[RECORDS TO PROCESS Boundary: Start]
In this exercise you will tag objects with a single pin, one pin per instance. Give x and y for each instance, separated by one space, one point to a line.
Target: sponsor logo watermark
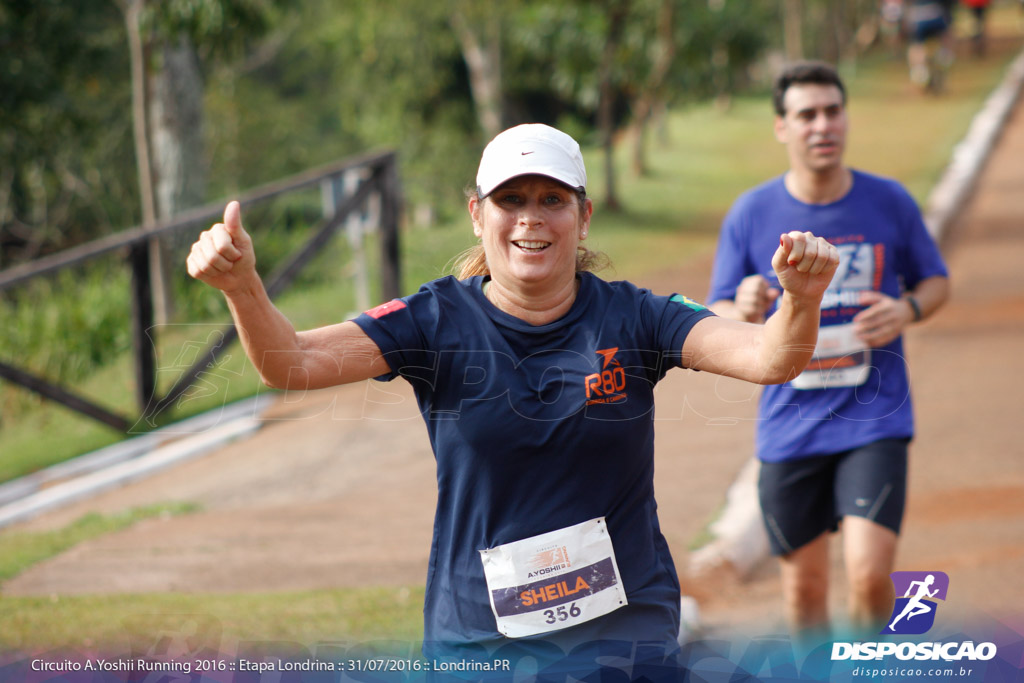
918 598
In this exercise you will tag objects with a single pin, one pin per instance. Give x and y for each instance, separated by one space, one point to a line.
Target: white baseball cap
530 148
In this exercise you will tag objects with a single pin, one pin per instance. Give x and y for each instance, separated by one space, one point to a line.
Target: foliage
64 136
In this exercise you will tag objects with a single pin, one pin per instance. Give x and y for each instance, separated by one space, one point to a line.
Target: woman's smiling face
530 227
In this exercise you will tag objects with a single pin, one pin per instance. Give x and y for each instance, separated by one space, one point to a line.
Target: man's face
813 128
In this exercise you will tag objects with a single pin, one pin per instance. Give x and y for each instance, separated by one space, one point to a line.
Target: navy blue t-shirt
537 428
884 247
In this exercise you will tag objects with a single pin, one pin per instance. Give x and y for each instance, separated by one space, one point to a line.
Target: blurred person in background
833 442
930 42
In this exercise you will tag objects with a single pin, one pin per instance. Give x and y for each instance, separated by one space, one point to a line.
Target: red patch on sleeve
385 308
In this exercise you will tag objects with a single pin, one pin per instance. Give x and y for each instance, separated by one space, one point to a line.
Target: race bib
841 359
553 581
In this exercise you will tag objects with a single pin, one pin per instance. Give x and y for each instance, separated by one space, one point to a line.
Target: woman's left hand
805 264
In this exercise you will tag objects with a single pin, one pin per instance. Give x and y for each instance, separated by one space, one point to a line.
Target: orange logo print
607 386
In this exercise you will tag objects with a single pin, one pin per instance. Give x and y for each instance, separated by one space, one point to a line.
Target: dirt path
338 487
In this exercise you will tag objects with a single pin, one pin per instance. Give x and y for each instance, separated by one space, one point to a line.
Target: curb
970 155
128 461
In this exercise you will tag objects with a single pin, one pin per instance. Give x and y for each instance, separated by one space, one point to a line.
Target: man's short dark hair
817 73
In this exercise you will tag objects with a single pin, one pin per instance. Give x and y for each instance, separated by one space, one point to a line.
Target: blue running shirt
884 247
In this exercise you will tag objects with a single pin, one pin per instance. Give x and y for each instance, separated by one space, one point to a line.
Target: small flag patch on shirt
686 301
385 308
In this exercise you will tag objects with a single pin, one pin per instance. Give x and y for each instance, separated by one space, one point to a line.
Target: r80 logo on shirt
607 386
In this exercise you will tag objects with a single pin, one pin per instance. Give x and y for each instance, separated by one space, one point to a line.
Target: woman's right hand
223 255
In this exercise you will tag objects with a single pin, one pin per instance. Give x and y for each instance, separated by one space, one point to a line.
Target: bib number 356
560 613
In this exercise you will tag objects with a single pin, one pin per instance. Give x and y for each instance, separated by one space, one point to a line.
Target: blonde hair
473 261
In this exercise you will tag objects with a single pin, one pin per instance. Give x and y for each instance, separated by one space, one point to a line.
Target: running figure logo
914 612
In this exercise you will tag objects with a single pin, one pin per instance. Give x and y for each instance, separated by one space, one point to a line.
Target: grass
291 620
706 159
19 550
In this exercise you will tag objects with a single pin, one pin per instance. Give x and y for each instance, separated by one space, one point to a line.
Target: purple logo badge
916 593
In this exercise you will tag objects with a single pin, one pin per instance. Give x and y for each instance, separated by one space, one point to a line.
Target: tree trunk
139 65
484 65
651 92
605 111
793 29
176 125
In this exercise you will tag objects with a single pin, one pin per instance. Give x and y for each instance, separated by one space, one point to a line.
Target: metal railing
346 187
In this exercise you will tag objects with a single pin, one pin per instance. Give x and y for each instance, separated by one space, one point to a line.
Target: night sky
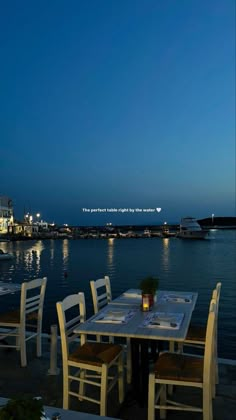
118 104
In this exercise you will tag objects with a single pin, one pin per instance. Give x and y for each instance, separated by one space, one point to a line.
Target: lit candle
145 303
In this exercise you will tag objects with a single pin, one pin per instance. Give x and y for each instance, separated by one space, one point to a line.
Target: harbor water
189 265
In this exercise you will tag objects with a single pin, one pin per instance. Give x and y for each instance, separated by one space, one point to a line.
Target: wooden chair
[RECORDS TO PROCESS Boundary: End]
◆ YOUR OBJECTIVE ◆
A faithful copy of the records above is needed, with the pictures left out.

◆ ANSWER TO THIS TASK ◆
In this exercise you will tag objects with a single pin, one pin per instance. Give x and y for each instance, separated by one space, one point to a line.
Target: sponsor logo watermark
918 598
In this exercise you will tag objects with a single pin, one pin per instance. Give x and y for each instance, separated by one space, one point to a line.
Target: white baseball cap
530 148
In this exercise you will tag objects with a single pin, one pin per instance. Give x and y for each instance, separated by one space, one point to a line.
Target: foliage
64 136
In this exercise you will tag objects with a single pin, one pin per instance. Give x and y for each instance, separated by one space, one point to a line.
Target: woman's smiling face
530 227
In this exercise you will tag objects with a single pin, one pin per instance. Give x and y for each instance, separated by one space, one point to a line.
Target: man's face
813 128
In this exercise you will tag objects with a single pin, one pin per instance. Give x and y for each instance, separated by one space, one point to a line.
Target: navy blue t-shirt
537 428
884 247
In this exercise you will tag objects with a single pin, one pin per instance. Give x and y for each instance, separated by one space, one point to a line.
Target: blurred person in background
833 442
930 42
In this exercise you will tag objects with a single pin, one pin per instance. Give x and y for each instance, separated by one space, one point to a line.
Target: red patch on sleeve
385 308
In this exercise you will tag objects with a single pin, one pin per instance. Give x and y for each instance, separated by one space, one point to a line.
Target: race bib
841 359
553 581
In this exercise you will tag objects with a single pin, one pin per instance. Give x and y for each instance, separated by one space, one point to a line.
Target: woman's left hand
805 264
In this exercise you will tag objects with a single pin, one pin per instance. Give x and y for each instance, separated by one space, one point to a line.
Target: orange logo print
607 386
In this exercise you will tag objects with a single pin, one pin per instance. Give x and y for each instance, separated by one space, one point to a line.
Target: dirt path
338 487
In this exercise you will tag objects with a single pin, one pin per instance. Give x and y for each instance, separated by one space, one point to a line.
Target: curb
970 155
128 461
In this exercise you will tag objects with a single pin, one pin per instance. Give x and y for each instance, separated by one space, one point to a line.
Target: man's short dark hair
817 73
In this exercise you will tag objects with a single pin, one pin per instance. Give x and y for each instance, separated by one space, one point to a line.
Target: blue running shirt
884 247
In this exercise you will tag objects with a single pin, one pin per instance. Give x and y for each instance, separated by one space, one point to a line.
Target: small flag patch on shirt
686 301
385 308
In this exercise you will tag objects with a single pin, one pin per instance. Give x and y for each instance, separated by one space, one point to a line.
Target: r80 logo on shirt
607 386
In this exercise you will tag objects with a single pin, one pin per instance. Give x and y for each instance, separated by one space, one point to a line.
Target: woman's right hand
223 255
In this exercise you will tag objects with a single pin, one pin per instance. Give x and y for each instance, separated by one space, one point to a line.
Target: bib number 356
560 613
In this exercise you will tag objects with a single pin, one pin per instance. Give x and y for each instance, separated by one space, one point to a line.
Target: blonde hair
473 261
In this exercise you will tag objects with a single pin, one pin per instance. Give x and y for each instance, separated by one space, one point to a line.
Target: running figure logo
914 612
In this exercise you will tag objects with a single pin, one pin per instance. Give x and y for each instance, separated by one space, one point to a line.
Target: grass
291 620
706 159
19 550
In this exercise you will tag objects with a single pin, one pin per instance. Give x and y for each instance, separated by one space, one point to a line.
Target: purple logo badge
916 593
In this exercise you will tag objects with a single pin, one pin per instance. Give x and y for each instance, separated by one space, one point to a line.
Target: tree trunk
139 65
484 65
651 92
605 111
793 29
176 125
In this exercise you will tag objects with a single pin, one pin per instance. Give x and y for each instance, separated by one space, one point to a line.
Target: metal railing
346 187
In this exercise you will tag objects with a single pin, one pin per instance. Give x and y for each instance, separated by one space, one point to a line.
Target: night sky
118 104
In this exercise you will tag objects with a single pin, one pin per instance. Give x and y for each instance, separated by one space, one point to a line.
Target: lit candle
145 303
In this exercise you will tag objects with a single pin, one pin per instance. Give x and y for each instance, separated by one space, one point to a line.
Target: harbor water
189 265
In this exercise you will tag objects with a single pin, one pin per instance. Give x and y for each instance, separated by one space, one point to a line.
Target: wooden chair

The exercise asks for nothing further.